Dataset excerpts on object pointing

------------------------------------

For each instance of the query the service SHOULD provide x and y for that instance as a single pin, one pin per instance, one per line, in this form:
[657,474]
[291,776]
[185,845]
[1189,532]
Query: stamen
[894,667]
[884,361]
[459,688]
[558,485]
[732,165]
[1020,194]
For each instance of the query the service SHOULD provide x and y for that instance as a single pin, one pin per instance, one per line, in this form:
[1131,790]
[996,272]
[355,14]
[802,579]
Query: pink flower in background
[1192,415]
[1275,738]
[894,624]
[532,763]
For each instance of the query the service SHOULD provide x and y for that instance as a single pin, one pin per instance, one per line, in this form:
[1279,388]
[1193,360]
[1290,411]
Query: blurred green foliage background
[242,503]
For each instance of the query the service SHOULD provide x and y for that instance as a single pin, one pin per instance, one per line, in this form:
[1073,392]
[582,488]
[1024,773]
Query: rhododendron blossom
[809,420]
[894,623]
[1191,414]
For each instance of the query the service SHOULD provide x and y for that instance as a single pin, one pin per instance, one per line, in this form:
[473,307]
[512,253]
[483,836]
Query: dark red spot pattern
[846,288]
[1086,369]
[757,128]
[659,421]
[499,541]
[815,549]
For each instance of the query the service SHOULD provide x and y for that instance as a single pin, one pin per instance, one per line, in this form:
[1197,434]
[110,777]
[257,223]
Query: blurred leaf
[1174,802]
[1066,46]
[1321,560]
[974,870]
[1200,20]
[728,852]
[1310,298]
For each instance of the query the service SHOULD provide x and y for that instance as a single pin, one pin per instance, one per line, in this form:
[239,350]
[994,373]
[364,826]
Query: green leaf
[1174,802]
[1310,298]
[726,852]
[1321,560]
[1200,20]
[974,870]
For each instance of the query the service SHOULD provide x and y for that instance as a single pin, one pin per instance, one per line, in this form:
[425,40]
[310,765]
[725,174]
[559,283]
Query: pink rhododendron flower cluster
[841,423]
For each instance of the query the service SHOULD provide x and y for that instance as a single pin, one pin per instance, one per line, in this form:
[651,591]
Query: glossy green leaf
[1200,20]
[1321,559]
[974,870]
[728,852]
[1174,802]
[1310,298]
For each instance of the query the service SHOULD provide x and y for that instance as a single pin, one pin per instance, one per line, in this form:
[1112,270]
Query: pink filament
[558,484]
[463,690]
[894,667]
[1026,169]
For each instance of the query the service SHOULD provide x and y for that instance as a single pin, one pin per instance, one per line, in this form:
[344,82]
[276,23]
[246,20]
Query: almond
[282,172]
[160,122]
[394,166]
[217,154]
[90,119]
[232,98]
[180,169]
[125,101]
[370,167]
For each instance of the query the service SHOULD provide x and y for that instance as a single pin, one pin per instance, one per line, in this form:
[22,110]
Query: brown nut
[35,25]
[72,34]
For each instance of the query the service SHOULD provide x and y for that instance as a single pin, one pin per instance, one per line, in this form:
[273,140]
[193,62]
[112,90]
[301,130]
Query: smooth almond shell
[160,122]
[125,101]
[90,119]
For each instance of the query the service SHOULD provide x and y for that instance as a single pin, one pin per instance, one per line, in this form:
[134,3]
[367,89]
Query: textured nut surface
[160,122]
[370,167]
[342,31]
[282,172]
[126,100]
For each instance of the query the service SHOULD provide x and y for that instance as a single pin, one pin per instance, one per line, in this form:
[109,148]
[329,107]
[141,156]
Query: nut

------------------------------------

Your task is to reproduce the whole listing exactly.

For each instance of the query the service SHOULD provide x and y for that instance as a single pin, one pin per instance, one per line, in this form:
[657,474]
[291,776]
[185,845]
[1189,532]
Query: stamen
[894,667]
[884,361]
[459,688]
[558,485]
[732,165]
[1020,194]
For each instance of the query the service SHOULD provide x and y for that instance as a single pin, one pin per instance, one per line, in this form:
[1131,790]
[996,272]
[355,14]
[802,579]
Query: pink flower in background
[1192,415]
[1275,738]
[894,624]
[532,763]
For each instance of the query the service SHOULD provide x and y for that instance as a single pin, one pin per instance, one per line, in this form:
[1279,388]
[1193,360]
[1290,411]
Query: blurred green foliage background
[242,503]
For each instance of the query the service SHOULD provide x and y for that instance as a single pin, one pin per instance, one per line, in this form:
[1073,392]
[582,488]
[1024,773]
Query: rhododendron blossom
[809,420]
[894,623]
[1191,414]
For each instance of the query the service SHOULD provide x and y for that instance as a single pin, one pin per instance, one per line, in this form:
[473,307]
[512,253]
[483,836]
Query: dark red spot pattern
[846,288]
[1086,369]
[757,128]
[659,421]
[499,541]
[815,549]
For each instance of the query the service SHOULD provide x and y for that instance as a single pin, one pin per instance, one per line, in this form:
[1197,434]
[110,777]
[257,223]
Query: blurred leaf
[1174,802]
[1066,46]
[1321,560]
[974,870]
[1200,20]
[728,852]
[1310,298]
For each instance of the query the service SHOULD provide x and y for that instance as a single pin, one pin per instance, one per line, in this form:
[239,350]
[994,373]
[364,826]
Query: green leaf
[1174,802]
[1310,298]
[726,852]
[1321,560]
[1200,20]
[974,870]
For each instance of the query the service SHOULD provide x and y for that instance as a single pin, one pin per instance, one per line, in this form:
[425,40]
[310,765]
[725,174]
[559,283]
Query: pink rhododendron flower cluster
[841,423]
For each instance of the query the service SHOULD provide x and y for that instance as a single pin, one pin per instance, one per line, in this form:
[651,591]
Query: glossy green leaf
[1200,20]
[1321,559]
[974,870]
[728,852]
[1174,802]
[1310,298]
For each instance of the query the service SHOULD provide x and y for that instance as a single pin, one pin per instance, one per line, in this form:
[1112,270]
Query: pink filament
[558,484]
[463,690]
[894,667]
[1026,169]
For each instance of the query the service SHOULD provide x and y for that instance as a single pin, one pin per instance, one per line, in this form:
[344,82]
[276,23]
[246,20]
Query: almond
[282,172]
[160,122]
[394,166]
[217,154]
[90,119]
[232,98]
[180,169]
[125,101]
[370,167]
For each instance of the query the service SHOULD provide x and y for that instance as a single pin, one pin per instance, one per line, in this form:
[22,110]
Query: brown nut
[35,25]
[72,34]
For each instance of the query the service SHOULD provide x and y for that instance as a single pin, one pin per instance, one per line, in this form:
[273,140]
[193,62]
[112,90]
[301,130]
Query: smooth almond shell
[160,122]
[125,101]
[90,119]
For each instance of the query the service SHOULD provide x and y for that instance as a single pin, one pin per instance, one per line, in this form:
[134,3]
[367,89]
Query: textured nut surface
[160,122]
[370,167]
[342,31]
[282,172]
[126,100]
For each instance of the query the service SHOULD provide x and y for that instance as a single pin, one pin per instance, one per line, in this form:
[109,148]
[329,107]
[141,156]
Query: nut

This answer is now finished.